Copy every one of the records below line for line, changing nothing.

□ □ □ □ □ □ □

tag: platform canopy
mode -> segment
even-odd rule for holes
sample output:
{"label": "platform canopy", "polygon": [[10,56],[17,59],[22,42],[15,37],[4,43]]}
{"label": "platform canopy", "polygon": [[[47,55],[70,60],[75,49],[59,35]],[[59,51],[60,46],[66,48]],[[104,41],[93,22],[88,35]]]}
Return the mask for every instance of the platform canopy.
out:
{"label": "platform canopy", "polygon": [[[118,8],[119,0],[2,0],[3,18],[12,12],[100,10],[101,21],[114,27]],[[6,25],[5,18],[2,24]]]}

□ □ □ □ □ □ □

- **The reply**:
tag: platform canopy
mode -> segment
even-odd rule for holes
sample output:
{"label": "platform canopy", "polygon": [[10,56],[17,59],[22,42],[15,37],[4,43]]}
{"label": "platform canopy", "polygon": [[[47,55],[70,60],[75,49],[59,35]],[[59,51],[60,46],[66,48]],[[104,41],[93,22],[88,35]]]}
Return the mask for every instance of the platform canopy.
out:
{"label": "platform canopy", "polygon": [[[118,8],[119,0],[2,0],[3,18],[12,12],[100,10],[101,21],[114,27]],[[6,25],[5,18],[2,24]]]}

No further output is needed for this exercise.